» Objective A: In the regex unit page, starting with "You are looking" and going on through "(grep regex lst)", can you replace every "LIST" with "SEQUENCE" and give that passage back?
» Objective B: According to the regex unit page, who wrote the PCRE package?
» Objective C: Can you go on with the regex unit documentation, picking up after its final sentence?
* Begin Reading passage *
You are looking at historical revision 8398 of this page. It may differ significantly from its current revision.
Unit regex
This library unit provides support for regular expressions. The regular expression package used is PCRE (Perl Compatible Regular Expressions) written by Philip Hazel. See http://www.pcre.org for information about the particular regexp flavor and extensions provided by this library.
To test that PCRE support has been built into Chicken properly, try:
(require 'regex) (test-feature? 'pcre) => #t
grep
[procedure] (grep REGEX LIST)
Returns all items of LIST that match the regular expression REGEX. This procedure could be defined as follows:
(define (grep regex lst)
(filter (lambda (x) (string-search regex x)) lst) )
glob->regexp
[procedure] (glob->regexp PATTERN)
Converts the file-pattern PATTERN into a regular expression.
(glob->regexp "foo.*") => "foo\..*"
PATTERN should follow "glob" syntax. Allowed wildcards are
* [C...] [C1-C2] [-C...] ?
glob?
[procedure] (glob? STRING)
Does the STRING have any "glob" wildcards?
A string without any "glob" wildcards does not meet the criteria, even though it technically is a valid "glob" file-pattern.
regex-chardef-table?
[procedure] (regex-chardef-table? OBJECT)
Returns #t if the OBJECT is a character definitions table, and #f otherwise.
regex-chardef-table
[procedure] (regex-chardef-table)
Returns a new character definitions table.
regexp
[procedure] (regexp STRING [IGNORECASE [IGNORESPACE [UTF8]]])
Returns a precompiled regular expression object for string. The optional arguments IGNORECASE, IGNORESPACE and UTF8 specify whether the regular expression should be matched with case- or whitespace-differences ignored, or whether the string should be treated as containing UTF-8 encoded characters, respectively.
regexp*
[procedure] (regexp* STRING [OPTIONS [CHARDEFS-TABLE]])
Returns a precompiled regular expression object for string. The optional argument OPTIONS must be a list of option symbols. The optional argument CHARDEFS-TABLE must be a character definitions table.
* End Reading passage *
* Begin Information given *
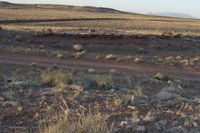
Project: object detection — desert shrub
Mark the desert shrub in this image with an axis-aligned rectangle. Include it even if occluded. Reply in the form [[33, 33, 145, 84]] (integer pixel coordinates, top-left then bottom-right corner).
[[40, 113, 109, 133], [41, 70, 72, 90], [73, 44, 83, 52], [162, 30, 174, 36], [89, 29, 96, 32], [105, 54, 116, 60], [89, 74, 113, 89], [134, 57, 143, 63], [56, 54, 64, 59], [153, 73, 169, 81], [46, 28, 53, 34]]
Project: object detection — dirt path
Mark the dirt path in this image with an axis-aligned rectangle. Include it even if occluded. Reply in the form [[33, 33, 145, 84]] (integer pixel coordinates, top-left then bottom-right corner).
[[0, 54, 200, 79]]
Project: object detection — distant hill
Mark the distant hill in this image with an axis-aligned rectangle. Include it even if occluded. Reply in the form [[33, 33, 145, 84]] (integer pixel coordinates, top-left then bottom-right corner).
* End Information given *
* Begin Information given *
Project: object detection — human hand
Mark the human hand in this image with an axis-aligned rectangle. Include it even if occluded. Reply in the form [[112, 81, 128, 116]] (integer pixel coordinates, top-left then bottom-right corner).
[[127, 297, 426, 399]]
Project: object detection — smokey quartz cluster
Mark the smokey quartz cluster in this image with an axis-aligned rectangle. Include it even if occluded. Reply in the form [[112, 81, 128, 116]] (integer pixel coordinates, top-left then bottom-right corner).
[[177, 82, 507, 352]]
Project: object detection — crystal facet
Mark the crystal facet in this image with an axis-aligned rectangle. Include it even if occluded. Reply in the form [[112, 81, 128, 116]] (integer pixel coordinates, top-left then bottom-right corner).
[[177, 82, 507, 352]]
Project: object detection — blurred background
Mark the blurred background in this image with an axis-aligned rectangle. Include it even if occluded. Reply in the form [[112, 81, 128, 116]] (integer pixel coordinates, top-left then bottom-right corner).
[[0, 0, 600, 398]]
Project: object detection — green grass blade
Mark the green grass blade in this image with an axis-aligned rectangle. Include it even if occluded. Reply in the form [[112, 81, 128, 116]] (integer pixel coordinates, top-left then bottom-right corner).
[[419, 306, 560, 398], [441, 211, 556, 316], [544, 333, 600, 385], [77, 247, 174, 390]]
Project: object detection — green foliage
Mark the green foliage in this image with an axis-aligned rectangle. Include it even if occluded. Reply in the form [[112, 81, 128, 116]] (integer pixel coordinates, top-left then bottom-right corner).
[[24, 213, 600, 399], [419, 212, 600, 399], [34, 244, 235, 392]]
* End Information given *
* Begin Information given *
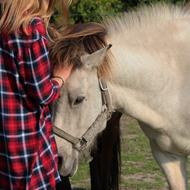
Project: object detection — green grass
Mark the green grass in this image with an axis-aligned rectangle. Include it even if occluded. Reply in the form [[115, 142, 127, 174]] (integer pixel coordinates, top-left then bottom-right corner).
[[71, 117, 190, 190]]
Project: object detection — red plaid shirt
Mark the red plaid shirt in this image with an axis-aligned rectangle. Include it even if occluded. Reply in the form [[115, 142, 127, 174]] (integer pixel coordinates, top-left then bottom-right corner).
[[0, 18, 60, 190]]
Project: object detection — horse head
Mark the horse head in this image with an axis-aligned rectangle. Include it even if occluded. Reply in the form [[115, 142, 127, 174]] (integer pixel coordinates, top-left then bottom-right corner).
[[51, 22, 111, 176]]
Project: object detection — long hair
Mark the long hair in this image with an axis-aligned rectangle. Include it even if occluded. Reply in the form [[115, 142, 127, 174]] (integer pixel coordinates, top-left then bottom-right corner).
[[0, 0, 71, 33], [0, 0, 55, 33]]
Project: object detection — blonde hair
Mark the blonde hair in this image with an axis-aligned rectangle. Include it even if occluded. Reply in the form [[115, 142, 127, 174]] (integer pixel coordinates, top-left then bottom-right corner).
* End Information given *
» Written answer A:
You are looking at historical revision 8398 of this page. It may differ significantly from its current revision.
Unit regex
This library unit provides support for regular expressions. The regular expression package used is PCRE (Perl Compatible Regular Expressions) written by Philip Hazel. See http://www.pcre.org for information about the particular regexp flavor and extensions provided by this library.
To test that PCRE support has been built into Chicken properly, try:
(require 'regex) (test-feature? 'pcre) => #t
grep
[procedure] (grep REGEX SEQUENCE)
Returns all items of SEQUENCE that match the regular expression REGEX. This procedure could be defined as follows:
(define (grep regex lst)

» Written answer B: Philip Hazel

» Written answer C:
Option Symbols:
- caseless
- Character case insensitive match
- multiline
- Equivalent to Perl's /m option
- dotall
- Equivalent to Perl's /s option
- extended
- Ignore whitespace
- anchored
- Anchor pattern match
- dollar-endonly
- `$' metacharacter in the pattern matches only at the end of the subject string
- extra
- Currently of very little use
- notbol
- First character of the string is not the beginning of a line
- noteol
- End of the string is not the end of a line
- ungreedy
- Inverts the "greediness" of the quantifiers so that they are not greedy by default
- notempty
- The empty string is not considered to be a valid match
- utf8
- UTF-8 encoded characters
- no-auto-capture
- Disables the use of numbered capturing parentheses
- no-utf8-check
- Skip valid UTF-8 sequence check
- auto-callout
- Automatically inserts callout items (not defined here)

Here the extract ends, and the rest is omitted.